◆ Written instruction ◆
Take the line that contains "compact form (324,473)." as the first and the last line of the material as the final one; set down exactly the lines in that span.

════════════════

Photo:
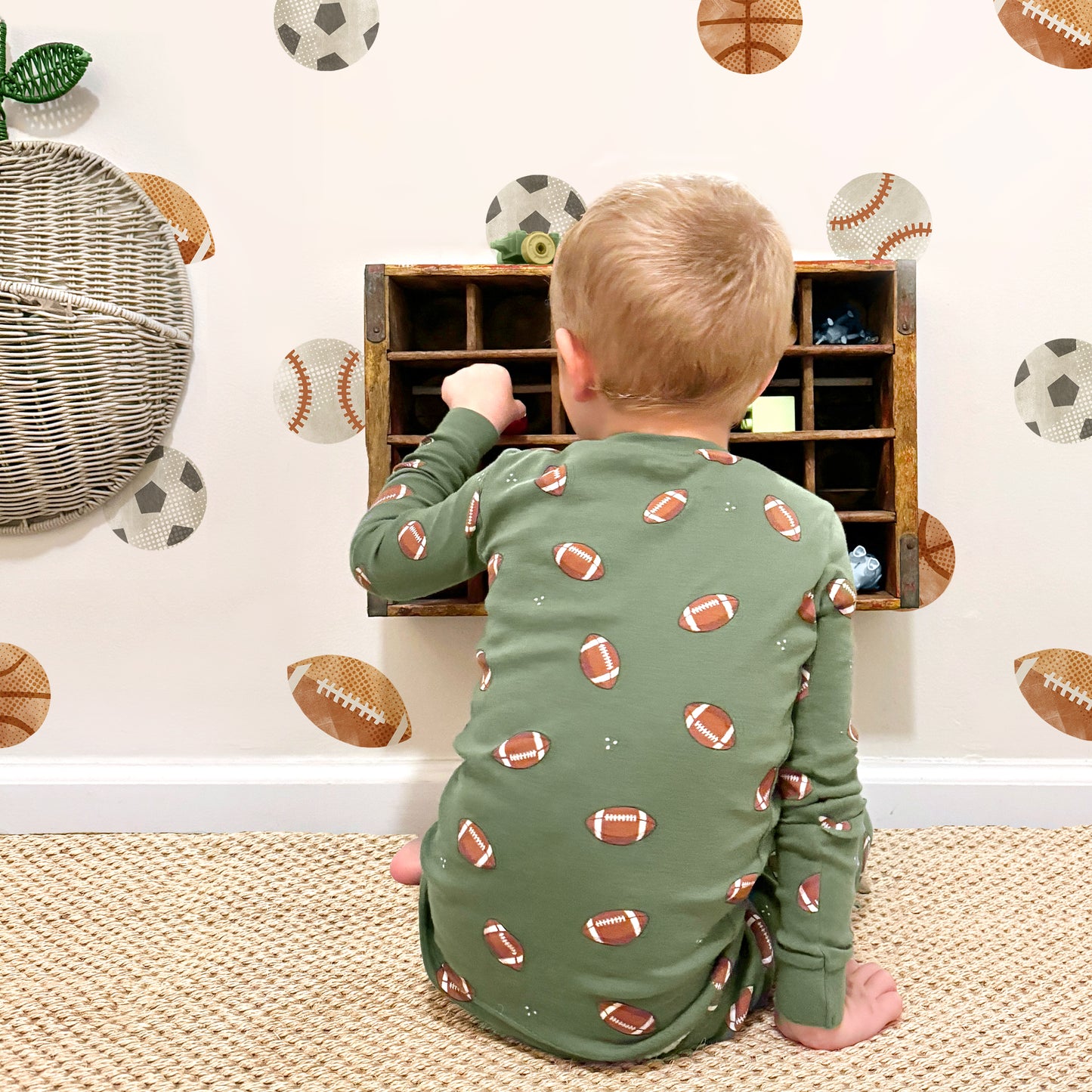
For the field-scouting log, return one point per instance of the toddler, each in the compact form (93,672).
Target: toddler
(657,818)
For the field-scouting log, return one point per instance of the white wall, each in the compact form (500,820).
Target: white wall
(305,177)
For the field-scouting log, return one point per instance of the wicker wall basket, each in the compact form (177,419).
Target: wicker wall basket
(96,333)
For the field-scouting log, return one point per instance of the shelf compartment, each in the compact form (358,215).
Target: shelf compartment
(852,393)
(869,292)
(416,407)
(851,476)
(515,317)
(425,318)
(784,459)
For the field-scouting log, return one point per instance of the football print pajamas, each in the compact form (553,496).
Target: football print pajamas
(657,818)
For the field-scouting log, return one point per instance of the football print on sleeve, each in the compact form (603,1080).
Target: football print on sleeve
(721,973)
(472,513)
(628,1019)
(842,595)
(616,926)
(486,670)
(763,790)
(807,608)
(782,519)
(793,785)
(474,846)
(522,750)
(741,888)
(710,725)
(507,948)
(807,895)
(392,493)
(552,481)
(412,540)
(454,985)
(708,613)
(761,934)
(739,1008)
(718,456)
(665,507)
(600,662)
(579,561)
(620,826)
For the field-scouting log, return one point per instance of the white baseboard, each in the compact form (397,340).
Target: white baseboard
(392,797)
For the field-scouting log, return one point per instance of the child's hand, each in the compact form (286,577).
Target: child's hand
(486,389)
(871,1003)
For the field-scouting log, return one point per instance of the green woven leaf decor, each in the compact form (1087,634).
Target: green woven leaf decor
(41,74)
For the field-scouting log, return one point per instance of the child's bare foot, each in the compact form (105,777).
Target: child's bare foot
(871,1003)
(405,864)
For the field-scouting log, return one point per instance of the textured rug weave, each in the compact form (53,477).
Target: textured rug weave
(270,962)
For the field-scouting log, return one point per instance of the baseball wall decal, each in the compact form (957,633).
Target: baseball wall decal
(184,214)
(1057,684)
(1054,390)
(880,216)
(350,700)
(162,506)
(24,694)
(326,36)
(749,36)
(319,390)
(533,203)
(1058,32)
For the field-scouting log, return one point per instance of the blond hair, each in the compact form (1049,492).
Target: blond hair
(680,289)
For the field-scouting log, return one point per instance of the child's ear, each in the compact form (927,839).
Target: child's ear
(577,365)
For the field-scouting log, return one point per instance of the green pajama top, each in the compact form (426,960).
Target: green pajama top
(664,704)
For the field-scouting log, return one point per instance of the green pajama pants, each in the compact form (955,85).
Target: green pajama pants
(753,976)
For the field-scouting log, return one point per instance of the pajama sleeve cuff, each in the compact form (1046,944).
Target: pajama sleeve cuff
(470,432)
(809,991)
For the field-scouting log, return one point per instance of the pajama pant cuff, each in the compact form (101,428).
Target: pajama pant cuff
(809,991)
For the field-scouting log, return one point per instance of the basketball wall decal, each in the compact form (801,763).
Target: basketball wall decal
(1057,684)
(1058,32)
(936,555)
(24,694)
(1053,390)
(880,216)
(350,700)
(749,36)
(319,390)
(183,213)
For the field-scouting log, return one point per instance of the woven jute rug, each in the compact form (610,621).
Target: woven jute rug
(272,961)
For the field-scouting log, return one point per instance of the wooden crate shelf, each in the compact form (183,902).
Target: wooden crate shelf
(855,441)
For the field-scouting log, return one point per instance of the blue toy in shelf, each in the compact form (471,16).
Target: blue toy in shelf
(846,330)
(868,571)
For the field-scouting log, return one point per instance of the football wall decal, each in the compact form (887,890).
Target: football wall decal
(1057,684)
(350,700)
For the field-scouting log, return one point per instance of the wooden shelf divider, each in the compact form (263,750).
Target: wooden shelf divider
(807,383)
(474,336)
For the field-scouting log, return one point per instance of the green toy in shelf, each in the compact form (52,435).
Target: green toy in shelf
(527,248)
(41,74)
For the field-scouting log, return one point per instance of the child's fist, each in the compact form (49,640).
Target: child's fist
(486,389)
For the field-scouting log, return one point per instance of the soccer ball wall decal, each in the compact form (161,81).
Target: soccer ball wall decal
(326,36)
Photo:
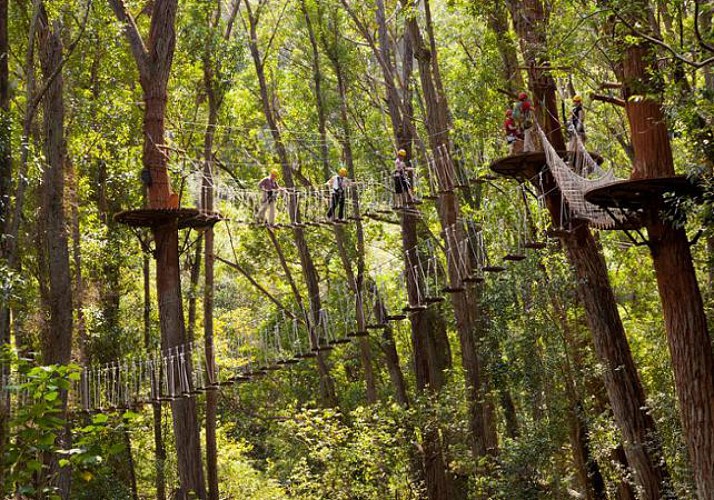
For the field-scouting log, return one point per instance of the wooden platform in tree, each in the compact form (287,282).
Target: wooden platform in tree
(154,217)
(526,166)
(640,194)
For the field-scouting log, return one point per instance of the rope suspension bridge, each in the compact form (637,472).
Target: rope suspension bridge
(290,336)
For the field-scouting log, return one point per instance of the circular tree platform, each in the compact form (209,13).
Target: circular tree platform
(640,194)
(154,217)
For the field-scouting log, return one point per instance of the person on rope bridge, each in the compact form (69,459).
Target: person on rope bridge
(576,124)
(402,184)
(513,133)
(269,186)
(523,116)
(337,184)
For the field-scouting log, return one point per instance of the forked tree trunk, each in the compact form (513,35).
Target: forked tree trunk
(642,445)
(684,317)
(154,63)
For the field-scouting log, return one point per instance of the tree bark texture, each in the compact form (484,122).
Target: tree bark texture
(159,449)
(54,240)
(465,304)
(624,388)
(327,385)
(684,317)
(207,205)
(5,188)
(154,63)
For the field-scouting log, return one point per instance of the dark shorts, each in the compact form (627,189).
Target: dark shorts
(401,184)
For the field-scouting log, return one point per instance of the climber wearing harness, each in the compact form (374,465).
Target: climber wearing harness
(337,185)
(513,134)
(577,118)
(523,116)
(402,185)
(269,186)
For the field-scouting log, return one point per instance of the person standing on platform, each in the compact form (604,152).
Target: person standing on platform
(513,133)
(269,187)
(402,185)
(337,185)
(576,124)
(523,116)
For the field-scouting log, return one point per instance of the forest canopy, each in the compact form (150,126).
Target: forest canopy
(349,249)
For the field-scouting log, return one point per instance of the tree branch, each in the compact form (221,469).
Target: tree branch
(257,285)
(666,46)
(141,54)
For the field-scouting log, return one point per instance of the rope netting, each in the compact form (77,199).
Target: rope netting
(573,183)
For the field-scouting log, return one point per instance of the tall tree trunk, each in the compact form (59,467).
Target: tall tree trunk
(684,317)
(327,385)
(465,304)
(194,277)
(431,348)
(642,445)
(154,63)
(57,337)
(5,188)
(319,99)
(333,55)
(159,449)
(207,205)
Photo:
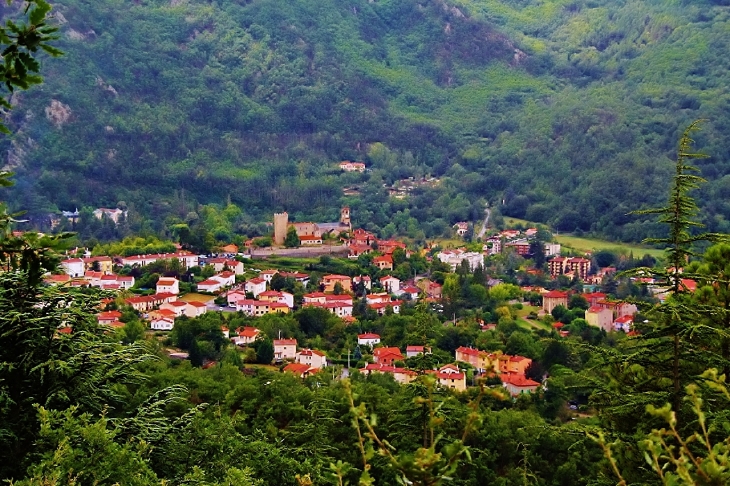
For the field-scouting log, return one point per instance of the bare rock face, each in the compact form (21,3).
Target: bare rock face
(75,35)
(58,113)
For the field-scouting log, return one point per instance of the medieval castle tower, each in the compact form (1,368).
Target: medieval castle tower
(281,225)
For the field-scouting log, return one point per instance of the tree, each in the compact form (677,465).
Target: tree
(53,354)
(20,43)
(291,240)
(264,350)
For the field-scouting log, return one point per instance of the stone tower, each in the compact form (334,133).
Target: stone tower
(345,216)
(281,224)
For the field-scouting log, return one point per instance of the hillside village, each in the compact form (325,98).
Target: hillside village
(231,283)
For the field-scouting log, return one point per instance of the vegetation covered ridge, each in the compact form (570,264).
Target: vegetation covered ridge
(558,112)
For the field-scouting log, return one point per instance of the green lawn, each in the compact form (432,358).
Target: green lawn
(592,244)
(525,323)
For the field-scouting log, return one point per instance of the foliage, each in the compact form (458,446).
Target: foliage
(413,90)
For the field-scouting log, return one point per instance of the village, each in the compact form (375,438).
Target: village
(234,284)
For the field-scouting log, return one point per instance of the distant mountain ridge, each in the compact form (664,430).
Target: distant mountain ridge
(567,111)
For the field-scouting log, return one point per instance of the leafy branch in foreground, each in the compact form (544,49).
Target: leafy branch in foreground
(695,458)
(429,465)
(21,42)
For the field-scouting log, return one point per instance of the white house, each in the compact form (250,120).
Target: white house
(74,267)
(246,336)
(210,285)
(391,284)
(162,324)
(168,285)
(268,274)
(178,307)
(368,339)
(235,296)
(256,286)
(285,348)
(221,264)
(454,258)
(195,309)
(366,282)
(312,357)
(225,278)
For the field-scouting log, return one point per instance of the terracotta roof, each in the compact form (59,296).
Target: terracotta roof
(517,379)
(311,352)
(248,332)
(296,368)
(285,342)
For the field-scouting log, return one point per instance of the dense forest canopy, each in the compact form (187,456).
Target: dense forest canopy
(563,112)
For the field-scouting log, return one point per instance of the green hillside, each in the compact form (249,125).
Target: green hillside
(567,112)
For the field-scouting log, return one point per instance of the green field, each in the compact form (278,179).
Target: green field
(591,244)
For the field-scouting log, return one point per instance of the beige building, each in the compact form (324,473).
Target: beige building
(600,317)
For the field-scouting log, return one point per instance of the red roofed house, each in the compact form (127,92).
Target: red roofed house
(221,264)
(410,291)
(623,323)
(234,296)
(594,297)
(195,309)
(268,274)
(362,237)
(312,358)
(108,317)
(514,364)
(449,376)
(554,298)
(57,279)
(366,282)
(382,307)
(226,278)
(355,250)
(391,284)
(285,348)
(256,286)
(210,285)
(348,166)
(73,267)
(384,262)
(329,282)
(412,351)
(298,369)
(168,285)
(245,336)
(310,240)
(401,375)
(177,307)
(281,297)
(368,339)
(162,323)
(387,356)
(516,384)
(600,316)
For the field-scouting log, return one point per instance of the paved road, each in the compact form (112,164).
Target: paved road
(300,252)
(486,222)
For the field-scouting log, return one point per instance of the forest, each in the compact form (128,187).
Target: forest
(563,112)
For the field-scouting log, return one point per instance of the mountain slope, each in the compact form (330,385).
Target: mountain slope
(566,111)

════════════════

◆ Reply ◆
For the field-scouting log, return one point per instance of the beige building, each in the compact form (324,473).
Target: beige building
(600,317)
For the field-scouting log, return one point per instance of the red roofed house, each in the compact form (127,92).
Target: red roofed house
(221,264)
(410,291)
(623,323)
(234,296)
(594,297)
(195,309)
(268,274)
(362,237)
(312,358)
(108,317)
(514,364)
(449,376)
(554,298)
(57,279)
(366,282)
(382,307)
(226,278)
(355,250)
(391,284)
(285,348)
(256,286)
(210,285)
(348,166)
(73,267)
(384,262)
(329,282)
(412,351)
(298,369)
(168,285)
(245,336)
(310,240)
(401,375)
(177,307)
(281,297)
(368,339)
(162,323)
(387,356)
(516,384)
(600,316)
For the field-scouting log, return one point per instance of the paved road, each in the compact form (112,164).
Target: paved road
(300,252)
(486,222)
For the field-scouting log, return one point per instance of the forest, each in the compact form (128,187).
Target: forest
(563,112)
For the field-scouting log, return one point per instance of the mountain slope, each in the compact form (330,385).
Target: mountain slope
(566,111)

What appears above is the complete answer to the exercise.